-- START SOURCE --

9. Reservation of Shares. At all times during the term of this Option, the Company
shall use its best efforts to reserve and keep available such number of Shares as shall be
sufficient to satisfy the requirements of this Agreement.
10. Plan Governs. The Optionee hereby acknowledges receipt of a copy of the Plan and
agrees to be bound by all the terms and provisions thereof. The terms of this Agreement are
governed by the terms of the Plan, and in the case of any inconsistency between the terms of this
Agreement and the terms of the Plan, the terms of the Plan shall govern.

-- END SOURCE --
-- START SUPPLIED RECORDS --

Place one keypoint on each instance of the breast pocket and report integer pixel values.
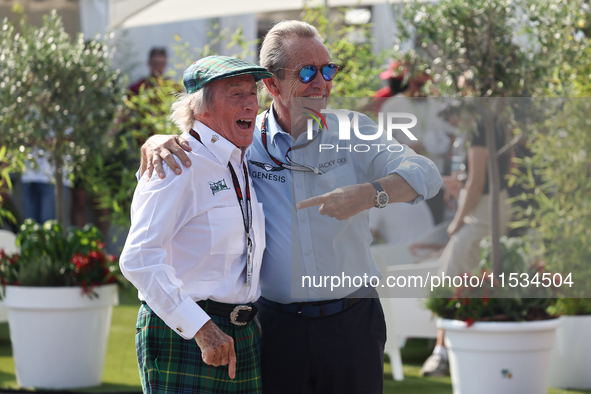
(227, 231)
(341, 176)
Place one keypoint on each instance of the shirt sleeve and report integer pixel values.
(160, 208)
(393, 158)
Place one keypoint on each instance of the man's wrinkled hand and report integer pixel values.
(163, 147)
(343, 202)
(216, 347)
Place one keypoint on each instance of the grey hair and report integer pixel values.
(273, 55)
(187, 106)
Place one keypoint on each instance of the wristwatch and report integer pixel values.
(381, 199)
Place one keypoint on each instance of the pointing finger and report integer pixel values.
(310, 202)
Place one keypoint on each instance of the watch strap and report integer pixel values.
(378, 187)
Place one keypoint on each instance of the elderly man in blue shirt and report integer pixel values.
(317, 338)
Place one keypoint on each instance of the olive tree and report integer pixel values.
(512, 48)
(57, 93)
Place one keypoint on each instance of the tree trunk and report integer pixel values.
(491, 120)
(59, 183)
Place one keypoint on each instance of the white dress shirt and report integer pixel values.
(187, 240)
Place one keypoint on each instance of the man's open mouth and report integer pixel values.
(244, 123)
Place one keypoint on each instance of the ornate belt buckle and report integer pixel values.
(234, 314)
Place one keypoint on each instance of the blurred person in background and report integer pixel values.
(157, 63)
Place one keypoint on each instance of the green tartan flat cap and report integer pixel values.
(212, 68)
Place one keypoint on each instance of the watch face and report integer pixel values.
(382, 199)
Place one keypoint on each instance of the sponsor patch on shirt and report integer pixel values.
(218, 186)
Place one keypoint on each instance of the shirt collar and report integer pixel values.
(219, 146)
(274, 129)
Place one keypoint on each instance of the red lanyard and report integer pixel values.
(245, 206)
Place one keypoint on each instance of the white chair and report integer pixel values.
(8, 243)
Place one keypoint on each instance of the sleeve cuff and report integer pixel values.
(187, 319)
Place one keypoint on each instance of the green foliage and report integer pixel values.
(51, 257)
(360, 67)
(493, 301)
(510, 47)
(557, 195)
(56, 94)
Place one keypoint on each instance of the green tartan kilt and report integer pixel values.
(171, 364)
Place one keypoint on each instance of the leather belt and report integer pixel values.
(313, 309)
(238, 315)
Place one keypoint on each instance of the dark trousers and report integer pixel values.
(343, 353)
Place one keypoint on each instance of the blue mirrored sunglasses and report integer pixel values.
(308, 73)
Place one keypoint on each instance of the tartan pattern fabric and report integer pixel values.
(172, 365)
(212, 68)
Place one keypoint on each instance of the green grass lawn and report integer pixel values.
(121, 374)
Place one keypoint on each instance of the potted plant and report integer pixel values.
(58, 98)
(59, 292)
(557, 210)
(498, 337)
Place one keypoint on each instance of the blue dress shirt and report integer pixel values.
(304, 243)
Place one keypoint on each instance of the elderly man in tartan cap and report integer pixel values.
(196, 242)
(317, 339)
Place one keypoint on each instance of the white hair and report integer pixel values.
(187, 106)
(273, 52)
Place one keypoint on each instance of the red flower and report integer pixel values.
(80, 261)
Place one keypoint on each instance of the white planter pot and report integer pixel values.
(499, 357)
(59, 335)
(571, 356)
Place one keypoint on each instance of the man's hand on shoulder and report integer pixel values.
(162, 147)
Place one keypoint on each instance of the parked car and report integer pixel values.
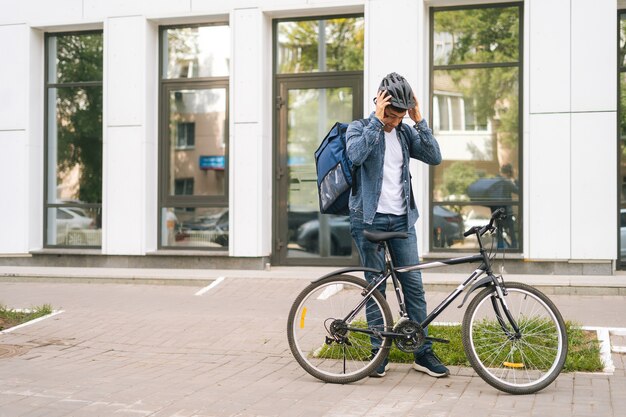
(448, 227)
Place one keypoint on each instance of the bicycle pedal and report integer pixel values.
(436, 339)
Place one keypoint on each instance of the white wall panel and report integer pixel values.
(35, 137)
(125, 70)
(549, 55)
(549, 187)
(594, 58)
(150, 136)
(594, 185)
(12, 12)
(14, 191)
(247, 82)
(246, 223)
(384, 55)
(13, 76)
(99, 9)
(46, 11)
(123, 199)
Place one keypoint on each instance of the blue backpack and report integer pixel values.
(335, 172)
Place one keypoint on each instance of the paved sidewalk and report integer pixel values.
(148, 350)
(549, 284)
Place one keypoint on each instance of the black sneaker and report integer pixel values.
(381, 371)
(430, 364)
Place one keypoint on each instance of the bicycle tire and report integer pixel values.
(315, 308)
(515, 365)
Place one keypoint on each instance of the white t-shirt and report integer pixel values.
(391, 195)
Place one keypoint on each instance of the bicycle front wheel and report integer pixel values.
(324, 343)
(515, 363)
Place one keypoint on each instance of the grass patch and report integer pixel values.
(11, 318)
(583, 350)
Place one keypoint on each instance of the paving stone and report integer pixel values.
(161, 351)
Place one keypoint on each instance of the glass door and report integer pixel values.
(307, 109)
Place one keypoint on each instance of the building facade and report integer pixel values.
(181, 133)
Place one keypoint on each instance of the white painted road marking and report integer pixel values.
(604, 337)
(210, 286)
(330, 291)
(10, 329)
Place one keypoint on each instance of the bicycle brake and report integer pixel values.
(436, 339)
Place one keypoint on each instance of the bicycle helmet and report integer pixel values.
(399, 89)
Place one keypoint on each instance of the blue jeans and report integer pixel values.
(403, 253)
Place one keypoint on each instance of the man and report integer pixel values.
(384, 201)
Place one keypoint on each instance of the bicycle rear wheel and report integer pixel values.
(324, 344)
(517, 364)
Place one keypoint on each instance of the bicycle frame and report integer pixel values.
(391, 270)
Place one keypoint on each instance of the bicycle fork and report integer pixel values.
(498, 301)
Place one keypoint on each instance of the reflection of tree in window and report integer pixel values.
(79, 113)
(476, 71)
(183, 186)
(299, 48)
(185, 135)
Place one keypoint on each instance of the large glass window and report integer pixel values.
(318, 81)
(73, 191)
(476, 78)
(622, 138)
(194, 137)
(312, 45)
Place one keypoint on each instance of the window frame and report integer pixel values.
(621, 69)
(187, 202)
(519, 64)
(46, 140)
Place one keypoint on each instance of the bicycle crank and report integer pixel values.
(409, 335)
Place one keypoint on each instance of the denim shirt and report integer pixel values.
(366, 149)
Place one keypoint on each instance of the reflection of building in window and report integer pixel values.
(451, 112)
(443, 44)
(185, 135)
(183, 186)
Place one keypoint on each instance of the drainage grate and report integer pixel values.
(9, 351)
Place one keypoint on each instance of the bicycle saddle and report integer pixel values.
(376, 236)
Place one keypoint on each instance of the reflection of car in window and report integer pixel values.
(447, 227)
(216, 226)
(73, 218)
(340, 238)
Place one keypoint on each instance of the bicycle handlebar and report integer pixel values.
(499, 214)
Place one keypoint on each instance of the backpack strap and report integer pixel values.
(355, 169)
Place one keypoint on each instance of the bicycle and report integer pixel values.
(513, 335)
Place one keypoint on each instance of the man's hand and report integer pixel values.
(414, 113)
(382, 101)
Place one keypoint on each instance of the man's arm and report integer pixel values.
(361, 139)
(422, 144)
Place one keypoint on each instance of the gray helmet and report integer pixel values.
(399, 89)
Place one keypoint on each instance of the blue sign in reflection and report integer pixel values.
(216, 162)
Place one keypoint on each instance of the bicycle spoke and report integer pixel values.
(516, 363)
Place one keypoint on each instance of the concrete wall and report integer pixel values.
(569, 95)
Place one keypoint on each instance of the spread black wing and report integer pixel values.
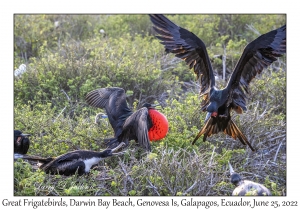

-- END SUPPLIED RECORDS --

→ INSTRUCTIONS:
- 1) Answer these questions from the option agreement excerpt:
(a) What must the Company use its best efforts to do during the term of the Option?
(b) What does the Optionee acknowledge receiving?
(c) When the terms of the Agreement and the Plan are inconsistent, whose terms govern?
- 2) Please continue the option agreement excerpt with the next section after the sentence ending "the terms of the Plan shall govern."
The records have nothing to do with the option agreement excerpt.

→ RESULTS IN ORDER:
- 1)
(a) Reserve and keep available enough Shares to satisfy the requirements of the Agreement.
(b) A copy of the Plan.
(c) The terms of the Plan.

- 2)
11. Severability. If any provision of this Agreement is, or becomes, or is deemed to
be invalid, illegal or unenforceable in any jurisdiction or as to any Person or the Award, or would
disqualify the Plan or Award under any laws deemed applicable by the Committee, such provision
shall be construed or deemed amended to conform to the applicable laws, or if it cannot be
construed or deemed amended without, in the determination of the Committee, materially altering the
intent of the Plan or the Award, such provision shall be stricken as to such jurisdiction, Person
or Award, and the remainder of the Plan and Award shall remain in full force and effect.
12. Notices. All notices required to be given under this Option shall be deemed to be
received if delivered or mailed as provided for herein to the parties at the following addresses,
or to such other address as either party may provide in writing from time to time.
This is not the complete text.